WHAT NEEDS TO BE DONE:
Answer these three questions from the post on minds and computers:
1. What does the writer compare wanting the mind or the computer to do anything else to?
2. When the computer locks up, what is the only thing the writer can do?
3. What happened to the photo when the writer let a finger off the mouse partway through dragging it?

SOURCE TEXT:
Monday, July 07, 2008

Minds and Computers

I’ve long ago given up trying to figure out either my mind or the computer. People seem to be comparing them all the time, and I guess I have to agree. Both seem to do whatever they want to do whenever they want to do it, both can deny you access to information you know you have and want and need at any time, and my wanting them to do anything else is like opening the door to a jetliner at 40,000 feet and stepping out without a parachute.

My computer, which I really do work to extremes, will frequently, suddenly, and for absolutely no reason I can see, decide to slow down. I will try to go from one place to another on the net (or even within the computer itself) and the screen I want to leave will just sit there, staring back at me, expressionless but obviously uncomprehending or uncaring—or, as I strongly suspect, a combination of both. Very infrequently, it will simply lock up tighter than a drum, making it impossible for me to do anything at all, other than manually turn the tower off and switch it back on again.

The other day, I clicked on a photo to move it from one part of the page to the other, dragged it halfway to where I wanted it, let my finger off the mouse for an instant, and it disappeared. Vanished, never to be seen again. It did not go back to where it was in the first place, it did not go into my overflowing “Wastebasket”, though that particular feature of my computer is so full of assorted junk I probably wouldn’t be able to find the photo even if it was there. And my mind works exactly the same way: I have an idea that I wish to make use of in another context, and somewhere in between, the idea vanishes, as does, usually, the thought I was trying to relate it to.

INFORMATION PROVIDED:
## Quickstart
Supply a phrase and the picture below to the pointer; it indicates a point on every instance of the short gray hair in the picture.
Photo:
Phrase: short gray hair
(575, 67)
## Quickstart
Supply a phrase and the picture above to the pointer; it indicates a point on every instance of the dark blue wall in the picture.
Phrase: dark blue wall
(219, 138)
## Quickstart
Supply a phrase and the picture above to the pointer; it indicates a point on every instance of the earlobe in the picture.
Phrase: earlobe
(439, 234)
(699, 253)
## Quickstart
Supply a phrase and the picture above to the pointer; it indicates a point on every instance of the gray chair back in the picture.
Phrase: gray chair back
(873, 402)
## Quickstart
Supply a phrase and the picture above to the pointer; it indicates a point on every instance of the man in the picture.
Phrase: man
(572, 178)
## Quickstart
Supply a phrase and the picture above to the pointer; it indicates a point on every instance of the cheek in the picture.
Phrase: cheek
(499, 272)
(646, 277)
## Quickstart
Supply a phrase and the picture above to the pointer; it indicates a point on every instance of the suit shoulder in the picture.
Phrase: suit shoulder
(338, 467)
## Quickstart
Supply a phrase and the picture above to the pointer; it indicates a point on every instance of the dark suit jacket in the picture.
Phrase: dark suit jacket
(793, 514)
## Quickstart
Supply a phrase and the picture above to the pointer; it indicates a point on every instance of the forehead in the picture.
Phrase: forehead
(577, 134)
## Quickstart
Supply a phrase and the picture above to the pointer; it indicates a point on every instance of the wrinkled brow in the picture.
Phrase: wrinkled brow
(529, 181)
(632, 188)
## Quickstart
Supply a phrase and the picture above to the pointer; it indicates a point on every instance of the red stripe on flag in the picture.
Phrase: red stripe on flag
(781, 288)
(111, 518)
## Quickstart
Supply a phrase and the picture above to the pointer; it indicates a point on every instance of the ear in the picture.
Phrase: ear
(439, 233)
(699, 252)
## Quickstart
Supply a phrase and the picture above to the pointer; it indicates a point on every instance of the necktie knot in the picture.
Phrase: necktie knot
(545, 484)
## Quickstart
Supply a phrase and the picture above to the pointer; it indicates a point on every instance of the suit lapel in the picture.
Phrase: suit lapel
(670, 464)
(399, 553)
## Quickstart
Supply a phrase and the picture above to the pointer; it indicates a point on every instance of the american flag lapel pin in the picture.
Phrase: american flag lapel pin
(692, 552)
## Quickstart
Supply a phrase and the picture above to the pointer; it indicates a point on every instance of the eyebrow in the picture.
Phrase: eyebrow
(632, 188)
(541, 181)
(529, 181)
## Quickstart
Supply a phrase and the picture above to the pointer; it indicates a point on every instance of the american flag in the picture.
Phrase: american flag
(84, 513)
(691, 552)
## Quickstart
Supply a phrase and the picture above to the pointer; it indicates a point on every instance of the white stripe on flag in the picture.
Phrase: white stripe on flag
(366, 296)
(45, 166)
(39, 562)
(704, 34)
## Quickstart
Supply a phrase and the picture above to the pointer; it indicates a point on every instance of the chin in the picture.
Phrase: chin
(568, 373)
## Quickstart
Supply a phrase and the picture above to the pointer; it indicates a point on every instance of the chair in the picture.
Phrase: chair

RESULT BELOW:
1. Opening the door to a jetliner at 40,000 feet and stepping out without a parachute.
2. Manually turn the tower off and switch it back on again.
3. It disappeared. It did not go back to where it was, and it did not go into the "Wastebasket".